* _Dataset excerpts_:
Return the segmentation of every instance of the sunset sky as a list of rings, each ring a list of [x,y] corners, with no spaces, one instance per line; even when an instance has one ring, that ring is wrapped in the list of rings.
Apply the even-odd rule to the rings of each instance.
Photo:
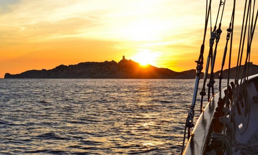
[[[213,1],[213,27],[219,1]],[[215,71],[221,67],[232,1],[226,2]],[[241,3],[236,11],[235,58],[244,5],[243,0],[237,1]],[[50,69],[61,64],[118,62],[123,55],[136,62],[148,57],[151,64],[176,71],[195,69],[194,60],[203,37],[206,3],[203,0],[0,0],[0,78],[7,72]],[[258,64],[256,34],[251,60]],[[208,33],[206,38],[205,63]],[[235,64],[234,61],[232,65]]]

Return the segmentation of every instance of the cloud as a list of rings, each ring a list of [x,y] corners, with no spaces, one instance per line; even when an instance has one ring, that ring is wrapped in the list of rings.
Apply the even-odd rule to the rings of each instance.
[[[12,9],[11,6],[20,1],[20,0],[0,0],[0,14],[11,12]]]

* _Your task_:
Rewrite the part of the records that opens with the line containing "Return the segmentation of every instance of the cloud" and runs through the end of the records as a numbered list, leaving out any blank lines.

* _Output below_:
1. Return the segmentation of every instance of the cloud as a list of rings, each ring a list of [x,y] corners, with no spaces, one instance per line; even when an instance has one ring, that ring is wrapped in the list of rings.
2. Apply the even-odd rule to the rings of each instance.
3. [[[12,9],[11,6],[20,1],[20,0],[0,0],[0,14],[11,12]]]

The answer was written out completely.